>>

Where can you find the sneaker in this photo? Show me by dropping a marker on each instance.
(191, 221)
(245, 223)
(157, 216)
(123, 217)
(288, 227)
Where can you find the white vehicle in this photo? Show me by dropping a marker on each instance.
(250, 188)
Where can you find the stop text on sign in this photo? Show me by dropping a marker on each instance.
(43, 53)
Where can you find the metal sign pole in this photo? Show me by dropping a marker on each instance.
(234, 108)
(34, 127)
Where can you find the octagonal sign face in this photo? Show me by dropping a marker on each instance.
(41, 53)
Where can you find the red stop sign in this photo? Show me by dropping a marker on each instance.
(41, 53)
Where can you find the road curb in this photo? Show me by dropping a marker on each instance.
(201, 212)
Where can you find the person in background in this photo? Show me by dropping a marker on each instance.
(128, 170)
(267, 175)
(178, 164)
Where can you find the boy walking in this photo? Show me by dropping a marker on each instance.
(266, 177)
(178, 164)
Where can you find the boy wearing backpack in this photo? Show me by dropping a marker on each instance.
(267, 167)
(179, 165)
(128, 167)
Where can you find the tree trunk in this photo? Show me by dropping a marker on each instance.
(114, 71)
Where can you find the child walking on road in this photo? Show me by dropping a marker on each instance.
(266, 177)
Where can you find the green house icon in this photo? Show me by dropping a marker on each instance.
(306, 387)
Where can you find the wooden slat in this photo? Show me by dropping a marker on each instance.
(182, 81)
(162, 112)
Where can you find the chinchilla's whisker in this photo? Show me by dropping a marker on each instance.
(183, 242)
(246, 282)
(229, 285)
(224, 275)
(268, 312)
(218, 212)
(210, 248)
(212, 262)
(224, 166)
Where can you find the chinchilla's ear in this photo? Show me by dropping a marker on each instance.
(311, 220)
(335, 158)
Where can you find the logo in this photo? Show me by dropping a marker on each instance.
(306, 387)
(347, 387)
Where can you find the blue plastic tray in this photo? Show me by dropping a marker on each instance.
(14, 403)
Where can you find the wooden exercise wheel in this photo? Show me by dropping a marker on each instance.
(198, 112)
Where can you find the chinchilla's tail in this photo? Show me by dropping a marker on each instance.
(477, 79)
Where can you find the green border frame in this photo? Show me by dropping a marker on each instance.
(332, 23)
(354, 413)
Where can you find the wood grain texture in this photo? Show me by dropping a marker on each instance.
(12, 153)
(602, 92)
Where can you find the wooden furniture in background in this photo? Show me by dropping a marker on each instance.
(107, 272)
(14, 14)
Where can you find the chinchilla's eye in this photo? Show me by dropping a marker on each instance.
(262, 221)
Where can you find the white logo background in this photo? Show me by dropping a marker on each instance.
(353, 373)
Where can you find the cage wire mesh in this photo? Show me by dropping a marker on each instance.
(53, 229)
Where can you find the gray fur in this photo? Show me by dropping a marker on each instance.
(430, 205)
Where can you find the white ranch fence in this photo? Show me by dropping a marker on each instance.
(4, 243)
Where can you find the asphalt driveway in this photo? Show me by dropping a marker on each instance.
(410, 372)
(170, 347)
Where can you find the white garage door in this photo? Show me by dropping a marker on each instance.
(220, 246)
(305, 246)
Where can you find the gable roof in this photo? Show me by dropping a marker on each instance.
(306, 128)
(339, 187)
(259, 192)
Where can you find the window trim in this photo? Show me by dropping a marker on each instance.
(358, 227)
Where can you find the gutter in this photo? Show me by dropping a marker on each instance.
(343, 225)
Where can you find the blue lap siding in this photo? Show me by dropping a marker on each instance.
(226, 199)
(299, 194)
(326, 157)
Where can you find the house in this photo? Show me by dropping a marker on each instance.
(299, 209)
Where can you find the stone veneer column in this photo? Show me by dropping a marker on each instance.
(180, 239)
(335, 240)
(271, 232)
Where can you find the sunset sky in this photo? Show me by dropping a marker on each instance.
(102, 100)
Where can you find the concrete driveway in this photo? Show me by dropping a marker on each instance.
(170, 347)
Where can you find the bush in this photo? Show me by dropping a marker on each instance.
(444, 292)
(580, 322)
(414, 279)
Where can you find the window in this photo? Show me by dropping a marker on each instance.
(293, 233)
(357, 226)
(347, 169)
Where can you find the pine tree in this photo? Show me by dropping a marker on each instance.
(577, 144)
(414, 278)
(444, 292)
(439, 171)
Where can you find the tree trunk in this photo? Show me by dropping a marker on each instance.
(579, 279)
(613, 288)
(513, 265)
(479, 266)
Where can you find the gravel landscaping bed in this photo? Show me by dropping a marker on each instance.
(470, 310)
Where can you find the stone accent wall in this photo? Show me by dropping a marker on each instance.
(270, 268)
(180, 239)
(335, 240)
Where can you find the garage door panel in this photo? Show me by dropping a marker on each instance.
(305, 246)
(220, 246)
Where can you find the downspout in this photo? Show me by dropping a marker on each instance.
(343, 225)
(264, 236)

<<

*INSTRUCTIONS FOR THE TASK*
Your task is to extract all of the records exactly.

*TASK SOLUTION*
Where can you find the sneaker in this photo? Show me by dropping a marker on each instance.
(191, 221)
(245, 223)
(157, 216)
(123, 217)
(288, 227)
Where can you find the white vehicle in this photo? Show me by dropping a marker on each instance.
(250, 188)
Where can you find the stop text on sign in this photo? Show me by dropping a marker on each instance.
(43, 53)
Where can you find the metal sign pole in this photo? Show me by dropping a marker on each instance.
(234, 108)
(34, 127)
Where can you find the octagonal sign face in this photo? Show me by dropping a marker on each instance.
(41, 53)
Where can you find the red stop sign in this photo? Show me by dropping a marker on each instance.
(41, 53)
Where can you find the road curb in this photo? Show me by dropping a marker on each instance.
(201, 212)
Where can you find the person in background in this photo? Show me by dropping a marker on each instance.
(128, 170)
(267, 175)
(178, 164)
Where can you find the boy walking in this photo? Show me by dropping a marker on each instance.
(266, 177)
(178, 164)
Where can you find the boy wearing backpack in this photo? Show me by dropping a marker on each instance.
(267, 167)
(179, 165)
(128, 167)
Where can you find the tree trunk in this photo? Show me by dropping a marker on each instance.
(114, 71)
Where can you find the child walking on road in this photo? Show me by dropping a marker on each instance.
(266, 177)
Where can you find the green house icon in this photo? Show me by dropping a marker on each instance.
(306, 387)
Where can you find the wooden slat in this photo? Show me by dropping a marker on each instance.
(182, 81)
(162, 112)
Where can you find the chinchilla's whisker in this photo? Show me by dropping a marker on each instance.
(183, 242)
(246, 282)
(229, 285)
(224, 275)
(268, 312)
(218, 212)
(210, 248)
(212, 262)
(224, 166)
Where can you find the chinchilla's ear in this photo? Show me by dropping a marker on each instance.
(311, 220)
(335, 158)
Where can you find the logo in this photo? Show me by dropping a marker on each instance.
(306, 387)
(347, 387)
Where can you find the blue plastic tray in this photo? Show me by dropping a marker on each instance.
(14, 403)
Where can you find the wooden exercise wheel in this photo? Show me by dropping a marker on each instance.
(198, 112)
Where can you find the chinchilla's tail in this photo? Show me by dropping a marker on each instance.
(477, 79)
Where can you find the green border frame in this photo? Show me by dropping a marker on each instance.
(332, 23)
(354, 413)
Where can you find the wood grain texture in this photo? Show me by dropping a marker on each instance.
(12, 153)
(602, 92)
Where can you find the wooden furniture in background in this photo? Show me by dropping a marker on each instance.
(107, 272)
(14, 14)
Where can you find the chinchilla's eye in this photo? Show me by dropping a marker on each instance.
(262, 221)
Where can you find the white logo background in this photo? Show me by dropping a marker on each instance.
(353, 373)
Where can you find the cage wire mesh in this photo? Show me by dropping a marker on each instance.
(53, 229)
Where can you find the gray fur in this photo? Show me by dropping a marker on each instance.
(430, 205)
Where can you find the white ranch fence in this photo? Show me by dropping a marker on each instance.
(4, 243)
Where can you find the asphalt driveway in this photo? Show me by dropping a marker on each instance.
(410, 372)
(170, 347)
Where can you find the white garage door in this photo? Show me by dropping a marker on each instance.
(220, 246)
(305, 246)
Where can you find the gable roof in this photo? Show me by dropping a marker on each instance.
(306, 128)
(339, 187)
(259, 192)
Where can you find the window trim in this photo? Show me by dropping a marker on each instance.
(358, 227)
Where can you find the gutter in this photo? Show me by dropping a marker on each instance.
(343, 225)
Where can you find the blue lap siding in this photo? Show me by dropping a marker on each instance.
(226, 199)
(299, 194)
(326, 157)
Where can you find the house in this photo? Show me by dropping a marker on each instance.
(299, 209)
Where can you find the stone veneer column in this photo? Show me by dropping a marker on each instance.
(180, 239)
(335, 240)
(271, 232)
Where can you find the sunset sky in this photo? Show me by dropping a marker on each instance.
(102, 100)
Where can you find the concrete driveway in this photo? Show me by dropping a marker on each instance.
(170, 347)
Where can you find the bush in this photo? Show me by dropping a marker on each instance.
(444, 292)
(580, 322)
(414, 279)
Where can you find the window in this photo? Show me by dropping a marker on each instance.
(293, 233)
(357, 226)
(347, 169)
Where can you find the pine tree in this photo? Show me by dropping a marker on each instance.
(577, 144)
(414, 278)
(444, 292)
(439, 171)
Where can you find the tree trunk in this photo? Show me by dropping a marker on each instance.
(579, 279)
(613, 288)
(513, 265)
(479, 266)
Where can you find the gravel landscaping bed in this photo? Show me by dropping a marker on each instance.
(470, 310)
Where can you find the stone accent wall in this photo? Show me by dropping a marker on each instance.
(270, 268)
(180, 239)
(335, 240)
Where can you find the garage door panel in this photo? Show me by dropping a marker on each instance.
(305, 246)
(220, 246)
Where can you find the downspout in this photo? Show me by dropping a marker on each instance.
(343, 225)
(264, 236)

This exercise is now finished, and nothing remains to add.